*Problem to work on*.
Copy the records from the line holding "Pick out the white plastic" through the end of the records, inclusive, changing "laundry basket" to "storage bin" and leaving everything else the same.

:: Material shown ::

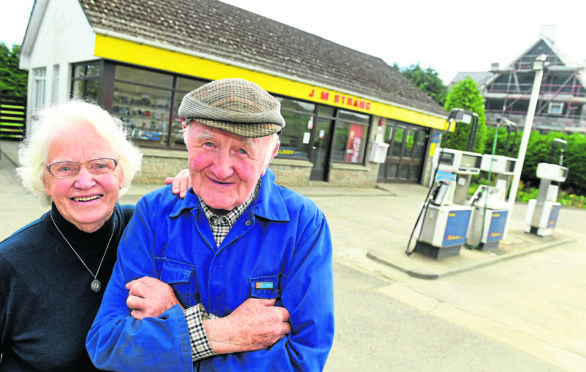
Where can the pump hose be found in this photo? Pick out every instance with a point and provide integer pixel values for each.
(409, 251)
(486, 196)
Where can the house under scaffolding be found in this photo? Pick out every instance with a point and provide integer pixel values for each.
(562, 99)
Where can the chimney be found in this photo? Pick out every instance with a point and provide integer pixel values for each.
(548, 32)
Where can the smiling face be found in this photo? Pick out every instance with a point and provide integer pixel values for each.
(85, 200)
(225, 167)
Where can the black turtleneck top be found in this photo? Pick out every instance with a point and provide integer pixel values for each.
(46, 304)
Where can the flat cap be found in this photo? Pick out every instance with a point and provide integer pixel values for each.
(237, 106)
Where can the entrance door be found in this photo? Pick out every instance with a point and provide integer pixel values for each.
(406, 154)
(320, 150)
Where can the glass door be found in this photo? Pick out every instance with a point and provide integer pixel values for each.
(406, 155)
(320, 150)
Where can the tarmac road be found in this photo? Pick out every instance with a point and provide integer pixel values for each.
(522, 314)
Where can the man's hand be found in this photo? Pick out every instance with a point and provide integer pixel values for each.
(256, 324)
(181, 183)
(149, 297)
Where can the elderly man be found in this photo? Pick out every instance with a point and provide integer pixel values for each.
(248, 261)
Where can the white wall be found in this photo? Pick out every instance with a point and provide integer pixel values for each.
(64, 37)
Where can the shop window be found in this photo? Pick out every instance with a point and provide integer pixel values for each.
(404, 171)
(144, 111)
(415, 170)
(350, 137)
(39, 83)
(147, 102)
(419, 149)
(143, 77)
(398, 142)
(296, 136)
(556, 108)
(86, 82)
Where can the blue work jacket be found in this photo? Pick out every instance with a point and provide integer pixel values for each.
(279, 248)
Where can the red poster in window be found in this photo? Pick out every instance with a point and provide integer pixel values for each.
(354, 143)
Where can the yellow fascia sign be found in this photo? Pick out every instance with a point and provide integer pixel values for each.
(117, 49)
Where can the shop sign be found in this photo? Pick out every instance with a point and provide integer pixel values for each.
(339, 99)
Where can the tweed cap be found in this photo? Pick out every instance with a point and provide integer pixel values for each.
(235, 105)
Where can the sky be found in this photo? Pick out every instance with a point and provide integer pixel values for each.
(449, 36)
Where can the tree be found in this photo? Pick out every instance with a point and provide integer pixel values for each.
(465, 95)
(13, 81)
(427, 80)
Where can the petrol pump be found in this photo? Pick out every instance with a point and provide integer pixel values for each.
(543, 212)
(490, 203)
(444, 218)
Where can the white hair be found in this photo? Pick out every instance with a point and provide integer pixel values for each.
(33, 151)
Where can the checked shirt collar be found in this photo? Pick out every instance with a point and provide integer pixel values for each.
(221, 225)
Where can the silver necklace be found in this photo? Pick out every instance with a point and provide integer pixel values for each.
(96, 285)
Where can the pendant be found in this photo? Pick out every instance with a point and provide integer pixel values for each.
(96, 285)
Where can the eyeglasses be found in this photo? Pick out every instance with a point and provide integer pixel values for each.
(67, 169)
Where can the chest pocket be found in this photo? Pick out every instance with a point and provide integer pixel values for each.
(181, 277)
(268, 286)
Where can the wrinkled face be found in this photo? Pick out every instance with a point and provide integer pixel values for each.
(224, 167)
(86, 200)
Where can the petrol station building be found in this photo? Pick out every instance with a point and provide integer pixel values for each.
(352, 120)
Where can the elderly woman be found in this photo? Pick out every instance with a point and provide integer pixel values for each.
(53, 271)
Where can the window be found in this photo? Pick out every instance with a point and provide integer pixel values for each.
(556, 108)
(295, 138)
(350, 137)
(55, 88)
(182, 87)
(147, 102)
(86, 81)
(39, 82)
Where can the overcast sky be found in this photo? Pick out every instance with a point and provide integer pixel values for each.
(446, 35)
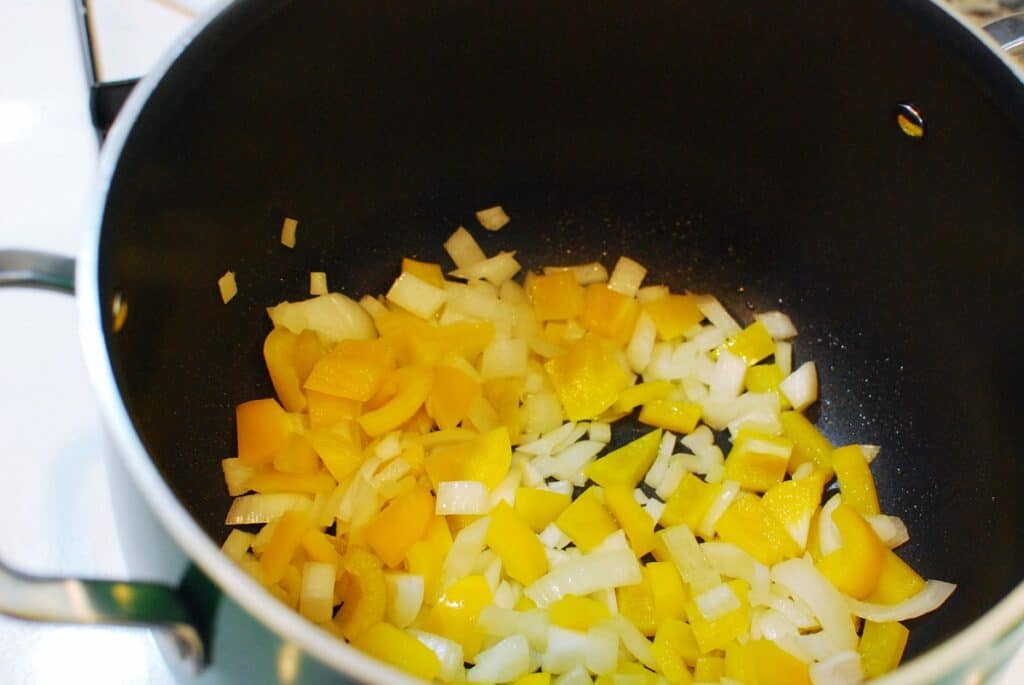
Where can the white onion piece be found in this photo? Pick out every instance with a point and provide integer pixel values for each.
(263, 508)
(929, 599)
(778, 325)
(641, 345)
(627, 276)
(586, 574)
(841, 669)
(716, 313)
(890, 529)
(404, 597)
(502, 662)
(801, 387)
(462, 497)
(448, 652)
(803, 581)
(333, 315)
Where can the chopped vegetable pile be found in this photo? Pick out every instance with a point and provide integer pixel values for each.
(434, 483)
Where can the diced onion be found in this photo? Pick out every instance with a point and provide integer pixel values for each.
(801, 387)
(627, 276)
(227, 286)
(462, 497)
(929, 599)
(493, 218)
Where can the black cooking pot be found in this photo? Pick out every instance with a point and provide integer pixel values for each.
(749, 151)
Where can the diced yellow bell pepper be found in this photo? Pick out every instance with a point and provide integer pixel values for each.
(668, 591)
(586, 520)
(809, 444)
(752, 344)
(263, 429)
(327, 410)
(674, 641)
(709, 669)
(717, 634)
(855, 480)
(758, 461)
(414, 386)
(641, 393)
(297, 457)
(539, 508)
(680, 417)
(284, 544)
(427, 271)
(555, 296)
(690, 502)
(764, 378)
(637, 603)
(354, 369)
(856, 566)
(578, 613)
(794, 504)
(365, 599)
(587, 379)
(627, 465)
(455, 614)
(451, 395)
(633, 518)
(674, 314)
(402, 522)
(485, 459)
(340, 455)
(896, 582)
(520, 550)
(394, 646)
(882, 647)
(749, 524)
(774, 666)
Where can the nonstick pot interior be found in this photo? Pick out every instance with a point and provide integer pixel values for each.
(745, 151)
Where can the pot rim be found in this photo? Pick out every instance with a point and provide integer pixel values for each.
(230, 579)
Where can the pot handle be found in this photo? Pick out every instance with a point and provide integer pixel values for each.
(88, 601)
(1008, 32)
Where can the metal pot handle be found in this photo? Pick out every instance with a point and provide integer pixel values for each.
(82, 601)
(1008, 32)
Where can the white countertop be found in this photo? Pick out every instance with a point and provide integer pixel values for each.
(55, 515)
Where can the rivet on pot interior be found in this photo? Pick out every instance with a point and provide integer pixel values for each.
(909, 120)
(119, 310)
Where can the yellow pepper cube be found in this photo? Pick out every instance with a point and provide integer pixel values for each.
(555, 296)
(668, 591)
(680, 417)
(882, 647)
(749, 524)
(809, 444)
(455, 614)
(609, 313)
(539, 508)
(758, 461)
(633, 518)
(400, 649)
(586, 521)
(712, 635)
(752, 344)
(896, 581)
(855, 480)
(520, 550)
(587, 379)
(578, 613)
(674, 314)
(627, 465)
(402, 522)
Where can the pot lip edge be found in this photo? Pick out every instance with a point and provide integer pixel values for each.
(231, 580)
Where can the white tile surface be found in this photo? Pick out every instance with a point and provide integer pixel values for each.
(55, 514)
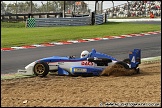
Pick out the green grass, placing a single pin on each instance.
(17, 35)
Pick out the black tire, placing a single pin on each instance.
(123, 64)
(41, 69)
(127, 60)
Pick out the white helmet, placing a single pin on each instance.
(84, 53)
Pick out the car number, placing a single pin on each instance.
(87, 63)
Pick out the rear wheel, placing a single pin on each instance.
(122, 64)
(41, 69)
(127, 60)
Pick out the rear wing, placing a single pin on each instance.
(135, 57)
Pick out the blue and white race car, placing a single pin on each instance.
(90, 63)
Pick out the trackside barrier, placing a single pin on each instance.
(51, 22)
(15, 75)
(99, 18)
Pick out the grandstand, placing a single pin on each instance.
(135, 9)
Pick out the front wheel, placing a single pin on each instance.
(41, 69)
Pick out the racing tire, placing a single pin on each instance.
(127, 60)
(123, 64)
(41, 69)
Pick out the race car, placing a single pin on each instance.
(89, 64)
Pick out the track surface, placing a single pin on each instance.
(150, 45)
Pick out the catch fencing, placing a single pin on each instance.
(71, 21)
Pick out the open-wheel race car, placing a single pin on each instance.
(90, 63)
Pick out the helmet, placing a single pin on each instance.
(84, 53)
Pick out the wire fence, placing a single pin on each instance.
(136, 9)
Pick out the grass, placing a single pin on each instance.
(15, 34)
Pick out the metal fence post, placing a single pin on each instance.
(93, 18)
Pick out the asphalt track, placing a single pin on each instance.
(150, 46)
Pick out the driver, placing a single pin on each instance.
(84, 53)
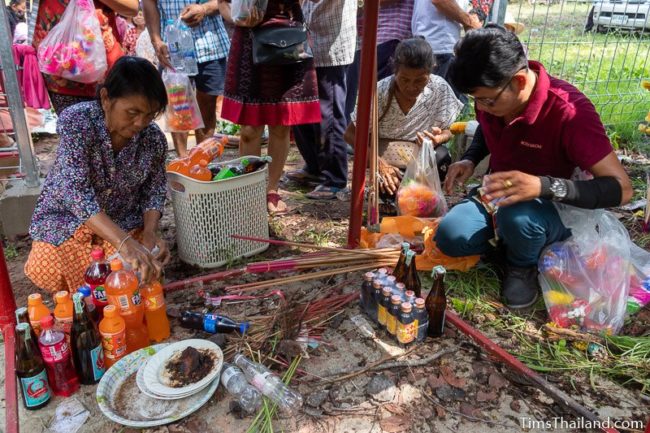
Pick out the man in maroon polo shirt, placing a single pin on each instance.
(537, 130)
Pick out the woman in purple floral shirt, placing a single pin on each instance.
(107, 186)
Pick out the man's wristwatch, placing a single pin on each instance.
(558, 188)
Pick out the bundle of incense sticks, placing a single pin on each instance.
(340, 259)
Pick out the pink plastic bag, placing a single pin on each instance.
(420, 193)
(182, 112)
(74, 48)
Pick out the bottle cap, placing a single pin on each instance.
(47, 322)
(61, 297)
(84, 290)
(97, 254)
(110, 311)
(438, 270)
(34, 299)
(22, 327)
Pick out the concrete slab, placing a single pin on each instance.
(17, 205)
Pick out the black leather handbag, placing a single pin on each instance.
(281, 42)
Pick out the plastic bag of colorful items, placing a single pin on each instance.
(587, 280)
(420, 194)
(182, 112)
(74, 48)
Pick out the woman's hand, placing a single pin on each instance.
(512, 186)
(436, 135)
(390, 177)
(193, 14)
(151, 240)
(141, 260)
(458, 173)
(252, 20)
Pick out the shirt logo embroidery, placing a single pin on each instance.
(531, 145)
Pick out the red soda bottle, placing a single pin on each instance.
(95, 278)
(58, 359)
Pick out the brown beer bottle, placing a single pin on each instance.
(30, 369)
(412, 280)
(436, 303)
(400, 268)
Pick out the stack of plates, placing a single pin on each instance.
(151, 380)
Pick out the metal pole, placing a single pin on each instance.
(366, 88)
(16, 104)
(7, 324)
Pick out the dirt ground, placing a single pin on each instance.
(445, 385)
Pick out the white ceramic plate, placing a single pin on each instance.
(153, 371)
(141, 410)
(146, 391)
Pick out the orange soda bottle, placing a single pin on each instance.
(155, 311)
(201, 171)
(63, 312)
(179, 165)
(122, 291)
(208, 149)
(112, 329)
(36, 310)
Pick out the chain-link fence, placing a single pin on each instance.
(602, 47)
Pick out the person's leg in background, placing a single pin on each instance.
(209, 85)
(332, 155)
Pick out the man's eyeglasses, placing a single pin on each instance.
(491, 102)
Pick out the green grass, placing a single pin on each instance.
(608, 68)
(623, 359)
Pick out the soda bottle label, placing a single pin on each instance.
(99, 293)
(35, 389)
(154, 302)
(406, 332)
(120, 301)
(56, 352)
(136, 299)
(114, 345)
(210, 322)
(64, 324)
(97, 357)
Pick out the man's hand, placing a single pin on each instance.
(252, 20)
(457, 174)
(193, 14)
(162, 52)
(390, 177)
(513, 186)
(436, 135)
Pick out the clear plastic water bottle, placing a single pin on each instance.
(190, 65)
(234, 380)
(173, 39)
(270, 385)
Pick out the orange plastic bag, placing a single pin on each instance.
(409, 227)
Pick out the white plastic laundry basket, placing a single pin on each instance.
(207, 213)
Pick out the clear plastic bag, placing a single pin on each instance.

:::

*Solution below*.
Pick out the white plastic storage bin, placing a single pin on each instance.
(207, 213)
Pick out the clear plastic bag, placing a single pin on each instance.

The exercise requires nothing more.